Исходный отрывок:
····················
— А ведь, пожалуй, и мне надо пойти туда, к Маршаку, поздравить его, — сказал Михаил Михайлович и тут же добавил: — Но вы посмотрите, какой сейчас он и какой — я.
Я посмотрела сначала в сторону сцены и увидела Самуила Яковлевича, утопающего в кресле и одновременно в объятиях десятков людей. Его поздравляли, слышались восклицания, слова восторгов и приветствий. Грузный, большой, всей своей позой, выражением лица он излучал добродушие и живое удовольствие.
Тогда я оглянулась и посмотрела на Зощенко. Передо мной стоял человек с мертвыми, потухшими глазами, с лицом, буквально обглоданным страданием и немыслимой тоской.
— Ну так как, идти мне? — спросил он.
— Нет, не надо, не ходите, — без всякого колебания ответила я.
····················
Исходные данные:
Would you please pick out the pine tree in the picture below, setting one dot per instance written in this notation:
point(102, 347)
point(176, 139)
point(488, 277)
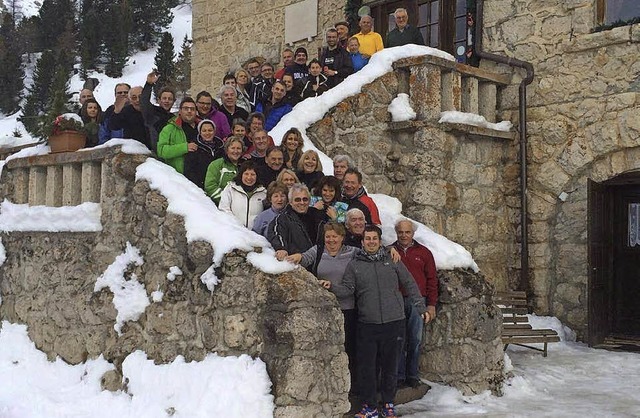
····················
Задания:
- a) Ответьте на вопросы по отрывку о Зощенко и Маршаке:
(i) Кого Михаил Михайлович думал пойти поздравить?
(ii) Какими были глаза человека, стоявшего перед рассказчицей, когда она оглянулась на Зощенко?
(iii) Как рассказчица ответила на вопрос, идти ли ему?
- b) Напишите продолжение отрывка о Зощенко и Маршаке, начав сразу после его последней фразы.
Материалы для работы не понадобятся.

Ответы по порядку:
- a)
(i) Маршака, Самуила Яковлевича.
(ii) Мертвыми, потухшими.
(iii) «Нет, не надо, не ходите».

- b)
— Да, не пойду я туда, — сказал он, — а, пожалуй, спущусь и выпью чего-нибудь.
И он медленно пошел к выходу.
Не могу передать, какое охватило меня горе. Мне показалось, что и там, в буфете, он будет совершенно один, и больше всего я испугалась, что вообще он возьмет и прямо из буфета уйдет в раздевалку, а потом на улицу…
Но он вернулся, подошел ко мне, и я, не знаю уж как, выговорила:
— Я на вас обиделась, Михаил Михайлович!
— Как? — спросил он, буквально оторопев. — Я вас чем-нибудь обидел? Как это могло быть?
— Почему вы не пригласили меня с собой?
Он посмотрел на меня и сразу все понял. Его глаза потеплели, он чуть усмехнулся.
— Да, я виноват перед вами. Я очень виноват. Как же я теперь искуплю свою вину?
— Да, как вы теперь ее искупите? Он подумал.
— Знаете что, у меня месяца через два выйдет книга. Если я сразу пришлю ее вам в подарок, это будет компенсацией?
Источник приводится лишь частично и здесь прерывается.